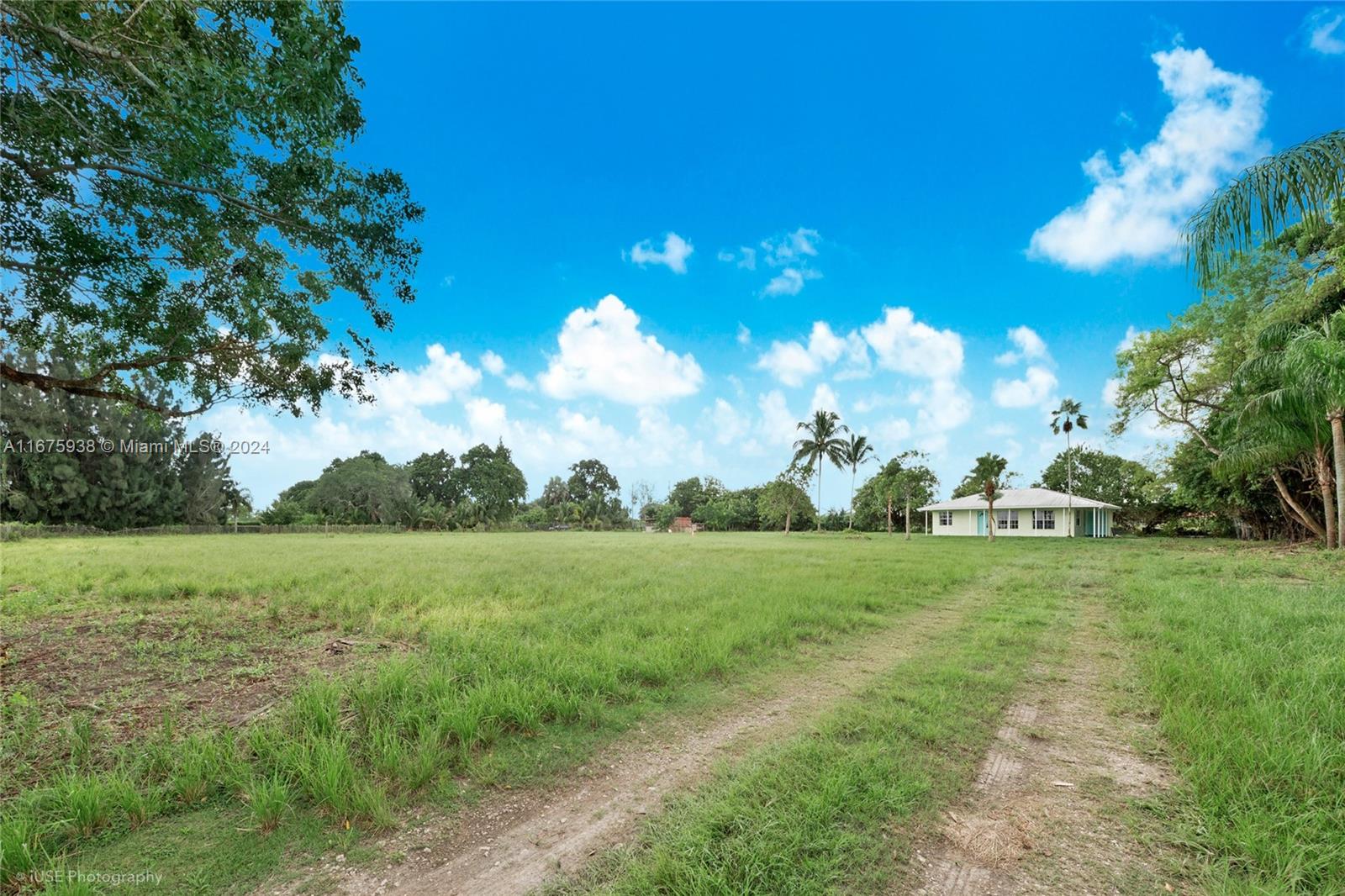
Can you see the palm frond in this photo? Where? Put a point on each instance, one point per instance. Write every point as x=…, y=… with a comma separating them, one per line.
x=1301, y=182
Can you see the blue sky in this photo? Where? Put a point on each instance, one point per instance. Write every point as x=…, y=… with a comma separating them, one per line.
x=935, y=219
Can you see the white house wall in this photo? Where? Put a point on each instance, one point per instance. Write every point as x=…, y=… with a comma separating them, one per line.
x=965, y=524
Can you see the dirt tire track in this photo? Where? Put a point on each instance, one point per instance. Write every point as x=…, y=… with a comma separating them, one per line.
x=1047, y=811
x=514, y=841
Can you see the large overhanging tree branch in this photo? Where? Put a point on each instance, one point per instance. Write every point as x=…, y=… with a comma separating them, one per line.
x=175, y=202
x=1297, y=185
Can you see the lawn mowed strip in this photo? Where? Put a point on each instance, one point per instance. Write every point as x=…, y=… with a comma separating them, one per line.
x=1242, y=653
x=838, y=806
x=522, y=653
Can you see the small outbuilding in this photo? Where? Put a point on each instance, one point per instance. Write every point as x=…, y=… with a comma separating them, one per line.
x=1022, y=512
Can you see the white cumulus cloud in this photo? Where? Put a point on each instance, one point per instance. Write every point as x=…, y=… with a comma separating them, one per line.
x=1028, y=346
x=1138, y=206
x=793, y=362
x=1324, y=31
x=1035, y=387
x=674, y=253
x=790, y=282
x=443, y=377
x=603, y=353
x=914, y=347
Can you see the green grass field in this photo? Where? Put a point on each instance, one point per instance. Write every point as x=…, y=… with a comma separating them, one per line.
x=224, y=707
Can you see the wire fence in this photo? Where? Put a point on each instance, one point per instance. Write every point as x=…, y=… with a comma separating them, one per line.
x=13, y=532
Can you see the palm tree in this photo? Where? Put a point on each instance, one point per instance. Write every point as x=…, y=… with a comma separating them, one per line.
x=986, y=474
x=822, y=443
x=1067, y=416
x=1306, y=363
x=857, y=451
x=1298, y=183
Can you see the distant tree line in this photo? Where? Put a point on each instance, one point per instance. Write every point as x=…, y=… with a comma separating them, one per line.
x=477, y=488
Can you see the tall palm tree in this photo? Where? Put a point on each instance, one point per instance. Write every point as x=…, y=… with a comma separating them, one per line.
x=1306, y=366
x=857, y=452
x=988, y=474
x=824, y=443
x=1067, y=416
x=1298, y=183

===

» **What the task requires**
Exact copy, no images: rewrite the entire listing above.

» **Response**
Can you see the palm frond in this photo? Where? Put a point on each instance, one point per instance. Write every point as x=…, y=… with a comma separating them, one per line.
x=1301, y=182
Can you see the blue sky in this photo? Where? Put a point on each instance, one point per instance. Write every point as x=…, y=… with a comma separating them, one per line.
x=935, y=219
Can you see the white house wall in this photo? Where? Put a point on each instance, one point per instance. Write every point as x=…, y=… with a comma separating them, one per line.
x=965, y=524
Can you see the dirt tire track in this photo? Where? Put a point on each instance, one point per instance. Write every point as x=…, y=… with a comma separating them, one per line.
x=1047, y=811
x=514, y=841
Can you see the large overhanging tree branch in this photo? Where? Put a point on each instance, one point per instance. Write every point as x=…, y=… with a comma separating them, one per line.
x=175, y=202
x=1297, y=185
Can you see the lawn mowed strip in this photo? Where? Put a point on each instance, one point per instance. Write every point as x=…, y=… with a comma separating them, one per line.
x=1242, y=653
x=838, y=806
x=522, y=653
Can you see the small outbuilding in this photo? Where? Put a point on each instance, one point per instance. Write every point as x=…, y=… with a comma separating them, one per line.
x=1022, y=512
Can you see the white cumulus cloud in this photo? Where? Put a point on each instance, one point per instance. Write every point as x=…, y=… with a comma separating them, one per line.
x=1028, y=346
x=1138, y=206
x=793, y=362
x=1324, y=31
x=1035, y=387
x=674, y=253
x=790, y=282
x=443, y=377
x=603, y=353
x=914, y=347
Can you see the green grass field in this photo? Where? Put a point on each instance, one point per instance. Write every point as x=…, y=… with a comma separating them, one per line.
x=224, y=707
Can you see the wire fence in this photo? Where? Put a point on each instance, one point per instance. Write every point as x=…, y=… with a comma separating them, one per line.
x=13, y=532
Can you see the palm tree in this photo? Where? Put a point on each instance, one point per instance. Write every point as x=…, y=… with a comma separating them, one per line.
x=986, y=474
x=822, y=443
x=1067, y=416
x=1306, y=363
x=857, y=451
x=1298, y=183
Can you see the distant tree line in this photo? Where? Put a point on each instance, one point per instance. Write every point as x=…, y=… with a comma separating them, one per line.
x=477, y=488
Can you see the tall palm tree in this photo? Where? Put a point on each instance, one point per instance. Write every point as x=…, y=… with a comma separating them, one per line.
x=1306, y=366
x=857, y=452
x=988, y=474
x=824, y=443
x=1067, y=416
x=1298, y=183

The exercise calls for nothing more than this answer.